** START Data extract **

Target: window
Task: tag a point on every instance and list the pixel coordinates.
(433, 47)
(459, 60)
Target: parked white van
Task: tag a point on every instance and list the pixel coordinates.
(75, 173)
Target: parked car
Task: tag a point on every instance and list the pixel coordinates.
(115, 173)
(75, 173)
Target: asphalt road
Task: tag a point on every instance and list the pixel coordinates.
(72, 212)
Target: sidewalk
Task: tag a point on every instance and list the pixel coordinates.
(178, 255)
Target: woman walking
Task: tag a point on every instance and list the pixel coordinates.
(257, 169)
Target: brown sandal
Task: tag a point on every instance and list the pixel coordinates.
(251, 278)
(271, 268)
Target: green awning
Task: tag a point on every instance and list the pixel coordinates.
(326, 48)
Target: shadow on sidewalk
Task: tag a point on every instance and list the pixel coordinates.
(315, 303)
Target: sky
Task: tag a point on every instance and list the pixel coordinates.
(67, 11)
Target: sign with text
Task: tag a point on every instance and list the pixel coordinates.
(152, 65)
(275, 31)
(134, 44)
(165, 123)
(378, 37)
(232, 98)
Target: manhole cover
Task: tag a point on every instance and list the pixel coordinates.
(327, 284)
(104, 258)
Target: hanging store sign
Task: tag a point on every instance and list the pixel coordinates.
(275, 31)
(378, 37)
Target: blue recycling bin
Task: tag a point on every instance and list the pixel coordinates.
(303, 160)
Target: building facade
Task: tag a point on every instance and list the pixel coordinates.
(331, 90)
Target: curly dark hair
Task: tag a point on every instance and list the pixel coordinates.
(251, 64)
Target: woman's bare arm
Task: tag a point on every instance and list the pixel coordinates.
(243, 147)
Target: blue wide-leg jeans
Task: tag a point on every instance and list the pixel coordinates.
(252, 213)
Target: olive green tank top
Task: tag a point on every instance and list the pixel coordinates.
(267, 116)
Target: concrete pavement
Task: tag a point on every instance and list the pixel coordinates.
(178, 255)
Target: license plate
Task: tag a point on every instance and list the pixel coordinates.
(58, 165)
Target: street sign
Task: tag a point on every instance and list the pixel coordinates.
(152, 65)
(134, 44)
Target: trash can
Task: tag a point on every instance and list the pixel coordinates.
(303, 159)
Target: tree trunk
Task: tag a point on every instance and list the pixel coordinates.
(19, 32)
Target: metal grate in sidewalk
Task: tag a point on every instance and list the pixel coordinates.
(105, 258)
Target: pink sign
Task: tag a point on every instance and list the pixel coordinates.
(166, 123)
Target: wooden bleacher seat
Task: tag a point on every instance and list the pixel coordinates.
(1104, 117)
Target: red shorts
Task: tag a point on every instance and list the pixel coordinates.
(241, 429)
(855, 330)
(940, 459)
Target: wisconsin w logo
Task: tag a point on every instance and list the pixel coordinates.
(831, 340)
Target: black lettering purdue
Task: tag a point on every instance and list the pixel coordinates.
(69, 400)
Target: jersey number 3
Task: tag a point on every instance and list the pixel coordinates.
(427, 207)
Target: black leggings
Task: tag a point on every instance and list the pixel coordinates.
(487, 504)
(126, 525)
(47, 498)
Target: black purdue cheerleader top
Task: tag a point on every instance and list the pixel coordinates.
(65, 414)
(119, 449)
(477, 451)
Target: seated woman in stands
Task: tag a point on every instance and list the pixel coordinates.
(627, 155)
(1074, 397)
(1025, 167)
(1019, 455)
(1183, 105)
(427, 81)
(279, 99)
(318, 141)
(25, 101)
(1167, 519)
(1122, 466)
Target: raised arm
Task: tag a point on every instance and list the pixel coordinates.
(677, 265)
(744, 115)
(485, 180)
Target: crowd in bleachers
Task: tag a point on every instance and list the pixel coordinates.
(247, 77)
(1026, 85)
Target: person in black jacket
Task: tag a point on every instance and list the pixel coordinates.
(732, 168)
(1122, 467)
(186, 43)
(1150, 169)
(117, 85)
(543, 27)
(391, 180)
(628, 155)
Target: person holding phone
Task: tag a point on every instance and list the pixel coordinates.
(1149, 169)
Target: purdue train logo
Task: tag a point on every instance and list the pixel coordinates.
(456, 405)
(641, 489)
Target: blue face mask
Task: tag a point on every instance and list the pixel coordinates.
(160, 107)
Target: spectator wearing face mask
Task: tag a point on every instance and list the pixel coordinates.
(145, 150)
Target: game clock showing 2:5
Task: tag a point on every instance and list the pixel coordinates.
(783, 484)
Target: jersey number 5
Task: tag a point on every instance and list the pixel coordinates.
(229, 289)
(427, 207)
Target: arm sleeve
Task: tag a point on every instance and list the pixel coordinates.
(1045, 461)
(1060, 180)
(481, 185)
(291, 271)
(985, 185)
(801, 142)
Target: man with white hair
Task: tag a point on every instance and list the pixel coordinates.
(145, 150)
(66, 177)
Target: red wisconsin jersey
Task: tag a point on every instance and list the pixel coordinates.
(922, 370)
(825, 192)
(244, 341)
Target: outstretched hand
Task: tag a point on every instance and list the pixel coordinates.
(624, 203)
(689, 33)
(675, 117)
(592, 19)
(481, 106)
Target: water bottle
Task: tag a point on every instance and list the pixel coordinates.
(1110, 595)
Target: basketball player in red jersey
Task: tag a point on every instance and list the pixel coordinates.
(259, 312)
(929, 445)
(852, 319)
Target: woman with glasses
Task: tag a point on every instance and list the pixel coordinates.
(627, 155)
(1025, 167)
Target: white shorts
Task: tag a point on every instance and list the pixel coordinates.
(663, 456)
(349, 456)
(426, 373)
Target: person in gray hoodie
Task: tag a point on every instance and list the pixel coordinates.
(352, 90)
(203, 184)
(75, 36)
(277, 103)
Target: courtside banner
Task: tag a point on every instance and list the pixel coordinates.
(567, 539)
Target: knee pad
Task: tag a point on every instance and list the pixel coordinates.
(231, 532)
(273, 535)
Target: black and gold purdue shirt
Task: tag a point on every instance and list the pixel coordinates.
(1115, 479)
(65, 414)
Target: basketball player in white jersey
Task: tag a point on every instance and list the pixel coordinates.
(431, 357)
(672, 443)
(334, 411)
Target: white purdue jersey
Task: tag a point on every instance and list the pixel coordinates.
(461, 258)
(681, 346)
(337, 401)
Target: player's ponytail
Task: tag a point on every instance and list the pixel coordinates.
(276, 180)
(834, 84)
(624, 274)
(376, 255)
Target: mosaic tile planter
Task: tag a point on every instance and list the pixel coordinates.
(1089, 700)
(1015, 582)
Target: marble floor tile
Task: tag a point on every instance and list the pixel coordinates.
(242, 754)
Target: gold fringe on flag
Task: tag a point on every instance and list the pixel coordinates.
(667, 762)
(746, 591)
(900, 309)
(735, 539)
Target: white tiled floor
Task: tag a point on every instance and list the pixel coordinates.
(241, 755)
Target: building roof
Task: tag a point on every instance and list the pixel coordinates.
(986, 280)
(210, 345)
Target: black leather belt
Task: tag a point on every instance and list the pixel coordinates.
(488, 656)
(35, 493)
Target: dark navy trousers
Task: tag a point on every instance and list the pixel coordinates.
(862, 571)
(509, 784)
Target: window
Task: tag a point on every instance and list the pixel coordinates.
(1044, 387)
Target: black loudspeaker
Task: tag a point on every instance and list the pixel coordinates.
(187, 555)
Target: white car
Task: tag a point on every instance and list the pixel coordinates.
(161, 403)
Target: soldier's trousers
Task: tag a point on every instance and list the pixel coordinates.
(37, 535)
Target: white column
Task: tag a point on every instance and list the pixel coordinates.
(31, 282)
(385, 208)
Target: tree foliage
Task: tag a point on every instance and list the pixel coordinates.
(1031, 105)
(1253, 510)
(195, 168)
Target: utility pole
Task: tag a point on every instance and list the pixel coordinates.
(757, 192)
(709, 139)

** END Data extract **

## Exercise prompt
Rescale the data starting with the line with "Target: knee pad" and going on through the line with "(1044, 387)", both ends included, and give only those lines again, requests and all. Multiply every point coordinate in the answers by 2.3 and round each to a whole number, with halves rounded up.

## Response
Target: knee pad
Task: tag a point on every instance and list the pixel coordinates.
(531, 1224)
(628, 1231)
Target: black and gold purdue shirt
Task: tag a point on every instance and list the pixel coordinates.
(2565, 1102)
(150, 952)
Target: basketball player in white jersey
Task: tag a point on every instance and list the pixel coordinates.
(991, 821)
(1546, 1019)
(768, 945)
Target: white purdue jersey
Task: tag a point on every instance and list the pixel coordinates.
(1060, 593)
(1566, 796)
(775, 922)
Target: player's ponytail
Task: tag a point on every instance and list the pixel coordinates.
(635, 414)
(1918, 193)
(1435, 630)
(865, 587)
Target: mosaic tile planter
Task: tag a point on every instance and list the pixel coordinates.
(2505, 1610)
(2335, 1339)
Target: marble floor tile
Task: tag a point on every instance and list the pixel coordinates.
(557, 1734)
Target: gold fringe on flag
Task: tag a point on every instance and list the pixel coordinates.
(1534, 1753)
(1716, 1359)
(2070, 711)
(1691, 1240)
Target: white tiled floor
Task: tag a point on every instance and list the pixel coordinates.
(554, 1737)
Target: building roof
Task: tag a point on every instance and list the pixel coordinates.
(2268, 644)
(483, 794)
Target: black leather belt
Task: tag a point on every instance and list the pixel coordinates.
(1122, 1509)
(81, 1134)
Target: dark navy trousers
Task: tag a point on every instance and list the pixel coordinates.
(1983, 1313)
(1171, 1803)
Target: window
Task: tag a point on every instance and list the pixel coordinates.
(2401, 890)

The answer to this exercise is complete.